**Directions**: Output the line containing "For each instance of the green" exactly. Do the same for every line after it through the end of the material, and output nothing else.

**Records provided**:
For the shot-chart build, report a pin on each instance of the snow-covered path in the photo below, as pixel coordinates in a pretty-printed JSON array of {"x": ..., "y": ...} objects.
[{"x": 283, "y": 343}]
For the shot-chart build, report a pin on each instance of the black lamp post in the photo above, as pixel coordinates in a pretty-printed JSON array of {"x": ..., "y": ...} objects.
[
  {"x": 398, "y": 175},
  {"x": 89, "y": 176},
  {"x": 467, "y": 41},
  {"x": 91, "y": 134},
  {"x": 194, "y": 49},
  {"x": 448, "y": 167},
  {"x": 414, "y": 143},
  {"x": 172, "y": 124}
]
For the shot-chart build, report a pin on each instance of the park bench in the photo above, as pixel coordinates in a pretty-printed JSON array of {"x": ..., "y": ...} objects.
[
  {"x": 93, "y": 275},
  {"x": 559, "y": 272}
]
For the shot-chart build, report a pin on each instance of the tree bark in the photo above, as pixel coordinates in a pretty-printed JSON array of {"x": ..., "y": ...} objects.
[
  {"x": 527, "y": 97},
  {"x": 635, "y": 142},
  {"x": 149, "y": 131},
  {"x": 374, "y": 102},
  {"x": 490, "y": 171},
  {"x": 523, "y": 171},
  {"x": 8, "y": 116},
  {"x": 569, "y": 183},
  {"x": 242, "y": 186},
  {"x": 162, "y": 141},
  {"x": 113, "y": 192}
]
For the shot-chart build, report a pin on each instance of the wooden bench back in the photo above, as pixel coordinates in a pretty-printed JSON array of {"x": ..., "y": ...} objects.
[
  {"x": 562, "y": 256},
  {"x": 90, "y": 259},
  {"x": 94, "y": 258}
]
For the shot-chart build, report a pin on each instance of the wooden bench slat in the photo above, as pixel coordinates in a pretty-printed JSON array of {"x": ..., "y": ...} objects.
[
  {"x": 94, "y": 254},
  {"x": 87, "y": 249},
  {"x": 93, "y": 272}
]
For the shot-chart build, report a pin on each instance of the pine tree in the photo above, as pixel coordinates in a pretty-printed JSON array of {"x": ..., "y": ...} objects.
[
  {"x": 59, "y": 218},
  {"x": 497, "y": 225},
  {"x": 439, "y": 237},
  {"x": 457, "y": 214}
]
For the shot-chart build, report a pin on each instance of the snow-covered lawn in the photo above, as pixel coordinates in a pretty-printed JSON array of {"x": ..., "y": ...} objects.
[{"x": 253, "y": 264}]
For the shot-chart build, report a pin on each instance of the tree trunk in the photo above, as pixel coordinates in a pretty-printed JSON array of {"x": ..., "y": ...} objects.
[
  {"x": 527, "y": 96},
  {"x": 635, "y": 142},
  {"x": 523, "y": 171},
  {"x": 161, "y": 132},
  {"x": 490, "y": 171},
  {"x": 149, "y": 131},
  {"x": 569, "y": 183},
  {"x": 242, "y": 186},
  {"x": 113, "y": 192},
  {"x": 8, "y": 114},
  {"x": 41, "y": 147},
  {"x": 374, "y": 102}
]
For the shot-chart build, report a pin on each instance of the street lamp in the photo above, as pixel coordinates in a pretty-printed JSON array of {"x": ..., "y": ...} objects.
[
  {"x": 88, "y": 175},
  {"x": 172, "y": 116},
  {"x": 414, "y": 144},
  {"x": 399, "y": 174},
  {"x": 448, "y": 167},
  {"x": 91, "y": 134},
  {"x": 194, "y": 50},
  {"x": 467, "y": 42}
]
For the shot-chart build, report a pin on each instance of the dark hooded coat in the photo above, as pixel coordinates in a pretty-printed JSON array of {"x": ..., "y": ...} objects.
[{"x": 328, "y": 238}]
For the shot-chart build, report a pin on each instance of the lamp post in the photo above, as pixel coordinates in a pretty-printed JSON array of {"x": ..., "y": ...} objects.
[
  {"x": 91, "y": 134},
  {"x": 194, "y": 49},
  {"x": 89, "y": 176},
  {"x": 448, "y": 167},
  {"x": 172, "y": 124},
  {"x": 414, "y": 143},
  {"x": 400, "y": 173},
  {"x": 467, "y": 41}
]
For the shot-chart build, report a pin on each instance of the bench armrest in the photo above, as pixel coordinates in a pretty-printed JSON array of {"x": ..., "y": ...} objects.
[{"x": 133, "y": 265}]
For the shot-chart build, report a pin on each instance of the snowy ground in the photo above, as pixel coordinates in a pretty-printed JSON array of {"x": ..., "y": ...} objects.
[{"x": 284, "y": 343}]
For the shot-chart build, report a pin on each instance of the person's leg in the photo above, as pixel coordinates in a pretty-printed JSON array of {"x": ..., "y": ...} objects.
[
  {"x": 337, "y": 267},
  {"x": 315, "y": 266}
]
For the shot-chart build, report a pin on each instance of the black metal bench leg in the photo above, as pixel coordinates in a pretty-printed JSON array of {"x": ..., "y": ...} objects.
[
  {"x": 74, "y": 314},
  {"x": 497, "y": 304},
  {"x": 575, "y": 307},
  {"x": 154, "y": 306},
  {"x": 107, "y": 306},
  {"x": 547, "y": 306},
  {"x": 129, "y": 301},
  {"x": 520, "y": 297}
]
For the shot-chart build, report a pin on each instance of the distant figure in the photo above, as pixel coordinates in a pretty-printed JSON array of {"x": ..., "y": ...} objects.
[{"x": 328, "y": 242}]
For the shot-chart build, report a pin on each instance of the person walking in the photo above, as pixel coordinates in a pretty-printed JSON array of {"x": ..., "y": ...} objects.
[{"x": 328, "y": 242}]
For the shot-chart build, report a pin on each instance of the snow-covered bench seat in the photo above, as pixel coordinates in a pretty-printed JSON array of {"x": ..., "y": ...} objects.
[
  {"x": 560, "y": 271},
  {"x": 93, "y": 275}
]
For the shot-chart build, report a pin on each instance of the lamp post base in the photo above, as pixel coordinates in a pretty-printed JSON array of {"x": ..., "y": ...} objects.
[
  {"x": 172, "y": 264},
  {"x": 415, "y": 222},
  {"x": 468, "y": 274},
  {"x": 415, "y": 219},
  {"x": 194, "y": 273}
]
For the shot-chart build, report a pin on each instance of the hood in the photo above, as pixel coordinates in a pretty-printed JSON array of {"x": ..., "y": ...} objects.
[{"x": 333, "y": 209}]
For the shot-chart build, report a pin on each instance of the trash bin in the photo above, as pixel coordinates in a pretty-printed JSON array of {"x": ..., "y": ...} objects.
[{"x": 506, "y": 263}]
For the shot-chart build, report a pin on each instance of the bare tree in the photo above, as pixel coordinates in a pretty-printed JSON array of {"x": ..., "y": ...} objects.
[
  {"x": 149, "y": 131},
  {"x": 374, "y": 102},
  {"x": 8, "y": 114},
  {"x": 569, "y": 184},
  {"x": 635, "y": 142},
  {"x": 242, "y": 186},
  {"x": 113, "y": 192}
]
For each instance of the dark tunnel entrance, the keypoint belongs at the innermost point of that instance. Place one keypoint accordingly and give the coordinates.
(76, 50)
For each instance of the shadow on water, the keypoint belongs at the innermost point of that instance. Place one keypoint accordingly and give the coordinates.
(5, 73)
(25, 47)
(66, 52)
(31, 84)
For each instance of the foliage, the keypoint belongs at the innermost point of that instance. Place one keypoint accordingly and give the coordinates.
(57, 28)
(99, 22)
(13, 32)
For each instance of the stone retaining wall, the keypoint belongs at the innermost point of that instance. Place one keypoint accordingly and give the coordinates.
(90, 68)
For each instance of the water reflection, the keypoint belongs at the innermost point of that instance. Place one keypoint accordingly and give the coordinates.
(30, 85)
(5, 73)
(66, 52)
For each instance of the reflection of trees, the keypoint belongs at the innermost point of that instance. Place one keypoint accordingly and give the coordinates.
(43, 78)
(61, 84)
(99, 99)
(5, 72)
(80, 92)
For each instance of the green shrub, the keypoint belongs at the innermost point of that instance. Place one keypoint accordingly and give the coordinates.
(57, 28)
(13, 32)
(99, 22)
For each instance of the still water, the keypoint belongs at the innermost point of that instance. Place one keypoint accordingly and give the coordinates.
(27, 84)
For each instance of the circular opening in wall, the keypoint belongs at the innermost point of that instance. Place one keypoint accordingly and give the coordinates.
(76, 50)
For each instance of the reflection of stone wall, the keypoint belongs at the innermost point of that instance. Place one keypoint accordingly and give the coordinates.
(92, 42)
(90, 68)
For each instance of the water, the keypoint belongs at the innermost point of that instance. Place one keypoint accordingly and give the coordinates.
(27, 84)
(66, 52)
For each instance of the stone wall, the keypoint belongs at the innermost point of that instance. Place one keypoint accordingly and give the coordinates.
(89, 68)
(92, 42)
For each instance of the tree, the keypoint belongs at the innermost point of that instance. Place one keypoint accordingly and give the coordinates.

**Solution to the problem**:
For each instance of the green shrub, the keypoint belongs at the innermost point of that instance. Place one keypoint accordingly and give the coordinates.
(57, 28)
(13, 32)
(99, 22)
For each instance of the still water, the keypoint belongs at the innermost point of that instance. Place one keypoint accordingly and give the coordinates.
(27, 84)
For each instance of the circular opening in wall, the keypoint belongs at the innermost point of that instance. Place one keypoint accordingly and give the coordinates.
(76, 50)
For each instance of the reflection of stone wall, the keypoint belongs at the innermost point of that instance. Place one keypoint accordingly and give the coordinates.
(92, 42)
(90, 68)
For each instance of the water, the keypoint belongs at the innermost point of that instance. Place one keypoint accordingly and give the coordinates.
(27, 84)
(66, 52)
For each instance of the stone wall, the keypoint belongs at the innermost point of that instance. Place one keypoint accordingly and give the coordinates.
(89, 68)
(92, 42)
For each instance of the tree, the keypoint belongs at the innermost point of that instance. Place one keypoint accordingly and give the coordinates.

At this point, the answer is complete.